Last but not least is het de bedoeling om alle voertuigen manipulatiebestendig te maken. Voertuigfabrikanten moeten er bijvoorbeeld voor zorgen dat snelheidsmeters, injectiesystemen of regeleenheden niet gemanipuleerd kunnen worden. Er wordt ook nagedacht over de introductie van een boordmonitoringsysteem (OBM), dat overschrijdingen van emissies kan herkennen en weergeven.
Volgens de Europese Commissie moet de invoering van de Euro 7-norm de uitstoot van NOx (stikstofoxide) door auto's en bestelwagens tegen 2035 met 35 procent verminderen ten opzichte van Euro 6 en die van bussen en vrachtwagens met 56 procent ten opzichte van Euro 6. Tegelijkertijd moet de deeltjesuitstoot voor auto's en bestelwagens met 13 procent en voor bussen en vrachtwagens met 39 procent dalen.
De "Green Deal" is een sectoroverschrijdende en holistische aanpak van de Europese Unie om tegen 2050 klimaatneutraal te zijn. Het bevat politieke initiatieven en verordeningen die de EU en haar lidstaten in staat moeten stellen een groene transitie te implementeren.
De "Green Deal"-initiatieven omvatten onder andere het pakket "Fit for 55". Dit vertaalt de klimaatdoelen van de Green Deal in rechtshandelingen. Het doel is om de EU-wetgeving aan te passen aan de klimaatdoelstellingen van de EU en de uitstoot van broeikasgassen tegen 2030 met 55 procent te verminderen.
Eind maart 2023 heeft de Europese Raad een verordening aangenomen om de CO₂-emissienormen voor nieuwe personenauto's en nieuwe lichte bedrijfsvoertuigen aan te scherpen als onderdeel van het "Fit for 55"-pakket. Volgens de Raad zijn de nieuwe voorschriften bedoeld om de emissies van het wegverkeer, dat het grootste aandeel heeft in de verkeersgerelateerde emissies, te verminderen. Volgens het Duitse Federale Milieuagentschap (Umweltbundesamt) is het aandeel van het wegverkeer in de totale CO₂-uitstoot in Duitsland gestegen van ongeveer 13 procent in 1990 naar 19,4 procent in 2021. Dit komt door de toename van het zware vrachtvervoer en het individuele vervoer. De nieuwe Euro 7-norm moet een blijvende bijdrage leveren aan het realiseren van de Green Deal. Het doel is om de automobielindustrie de juiste impuls te geven om over te schakelen op emissievrije mobiliteit en tegelijkertijd te zorgen voor voortdurende innovatie in de sector.

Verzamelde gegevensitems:
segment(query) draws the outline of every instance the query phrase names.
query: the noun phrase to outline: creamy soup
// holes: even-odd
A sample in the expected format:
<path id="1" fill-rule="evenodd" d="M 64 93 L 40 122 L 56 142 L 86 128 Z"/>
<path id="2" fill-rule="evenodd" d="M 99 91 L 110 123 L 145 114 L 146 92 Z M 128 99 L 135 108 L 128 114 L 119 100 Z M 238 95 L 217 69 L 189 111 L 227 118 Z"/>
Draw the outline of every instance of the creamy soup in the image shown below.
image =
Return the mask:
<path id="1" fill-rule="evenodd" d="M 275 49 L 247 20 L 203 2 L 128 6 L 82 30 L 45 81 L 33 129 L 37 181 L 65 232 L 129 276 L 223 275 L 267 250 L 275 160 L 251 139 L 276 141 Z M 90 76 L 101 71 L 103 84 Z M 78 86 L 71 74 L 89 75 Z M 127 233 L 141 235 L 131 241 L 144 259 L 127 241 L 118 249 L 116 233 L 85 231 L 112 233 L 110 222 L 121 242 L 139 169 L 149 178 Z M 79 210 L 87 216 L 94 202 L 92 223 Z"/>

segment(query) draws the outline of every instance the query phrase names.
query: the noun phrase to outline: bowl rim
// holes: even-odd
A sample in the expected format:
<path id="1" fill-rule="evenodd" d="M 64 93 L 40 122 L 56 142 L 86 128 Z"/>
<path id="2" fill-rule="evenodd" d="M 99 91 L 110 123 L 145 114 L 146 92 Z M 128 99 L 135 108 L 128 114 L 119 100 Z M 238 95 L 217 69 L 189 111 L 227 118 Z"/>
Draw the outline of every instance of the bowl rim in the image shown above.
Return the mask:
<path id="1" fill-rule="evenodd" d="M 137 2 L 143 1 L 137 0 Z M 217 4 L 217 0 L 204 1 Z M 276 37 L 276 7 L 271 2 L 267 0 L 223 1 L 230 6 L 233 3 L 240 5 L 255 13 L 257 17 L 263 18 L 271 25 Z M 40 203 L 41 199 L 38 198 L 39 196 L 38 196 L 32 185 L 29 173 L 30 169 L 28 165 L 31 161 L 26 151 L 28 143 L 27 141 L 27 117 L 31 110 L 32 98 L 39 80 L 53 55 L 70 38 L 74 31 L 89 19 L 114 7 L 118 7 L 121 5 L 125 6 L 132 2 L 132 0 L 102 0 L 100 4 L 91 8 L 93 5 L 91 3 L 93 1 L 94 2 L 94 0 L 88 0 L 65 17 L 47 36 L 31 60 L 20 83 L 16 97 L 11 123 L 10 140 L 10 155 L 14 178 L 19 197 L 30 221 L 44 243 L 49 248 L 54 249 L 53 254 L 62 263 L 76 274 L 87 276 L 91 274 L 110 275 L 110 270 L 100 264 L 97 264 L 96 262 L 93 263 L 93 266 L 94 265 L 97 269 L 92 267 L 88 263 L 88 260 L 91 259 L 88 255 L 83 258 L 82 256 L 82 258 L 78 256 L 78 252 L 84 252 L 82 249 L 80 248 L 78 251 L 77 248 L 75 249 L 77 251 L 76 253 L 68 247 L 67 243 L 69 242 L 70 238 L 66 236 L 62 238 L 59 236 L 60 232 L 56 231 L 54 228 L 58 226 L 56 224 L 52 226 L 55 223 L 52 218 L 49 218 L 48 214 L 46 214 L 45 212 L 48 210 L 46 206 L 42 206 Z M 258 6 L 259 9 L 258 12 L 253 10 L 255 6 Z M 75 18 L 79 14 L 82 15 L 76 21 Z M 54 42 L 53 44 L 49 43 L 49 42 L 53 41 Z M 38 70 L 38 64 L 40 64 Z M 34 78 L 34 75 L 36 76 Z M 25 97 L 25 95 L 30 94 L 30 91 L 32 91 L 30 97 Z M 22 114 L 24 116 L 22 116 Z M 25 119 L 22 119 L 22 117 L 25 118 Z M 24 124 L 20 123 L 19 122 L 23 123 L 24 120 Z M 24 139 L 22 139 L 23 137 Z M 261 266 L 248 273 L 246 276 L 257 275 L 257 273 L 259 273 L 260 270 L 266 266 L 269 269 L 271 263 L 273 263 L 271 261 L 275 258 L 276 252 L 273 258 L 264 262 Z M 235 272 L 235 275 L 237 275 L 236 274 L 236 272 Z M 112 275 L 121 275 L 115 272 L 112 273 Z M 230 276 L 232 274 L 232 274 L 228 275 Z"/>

#### [Opdrachten]
1/ Met hoeveel procent moet de NOx-uitstoot van bussen en vrachtwagens volgens de Europese Commissie in het fragment over de Euro 7-norm dalen ten opzichte van Euro 6?
2/ Zet het fragment over de Euro 7-norm voort vanaf de laatste zin.

#### [Antwoorden per opdracht]
1/ Met 56 procent.

2/
De voorschriften van de Europese Raad omvatten de CO₂-emissiereductie van 55 procent voor nieuwe personenauto's en 50 procent voor nieuwe vrachtwagens vanaf 2030 tot 2034 in vergelijking met de waarden van 2021, evenals de CO₂-emissiereductie van 100 procent voor nieuwe personenauto's en lichte bedrijfsvoertuigen vanaf 2035. De Raad verwijst ook naar zogenaamde e-brandstoffen. Dienovereenkomstig zal de Europese Commissie, na de integratie van belanghebbenden en in overeenstemming met de EU-wetgeving, en los van het toepassingsgebied van de emissienormen die van toepassing zijn op het wagenpark, een voorstel indienen voor de goedkeuring na 2035 van voertuigen die uitsluitend op CO₂-neutrale brandstoffen rijden.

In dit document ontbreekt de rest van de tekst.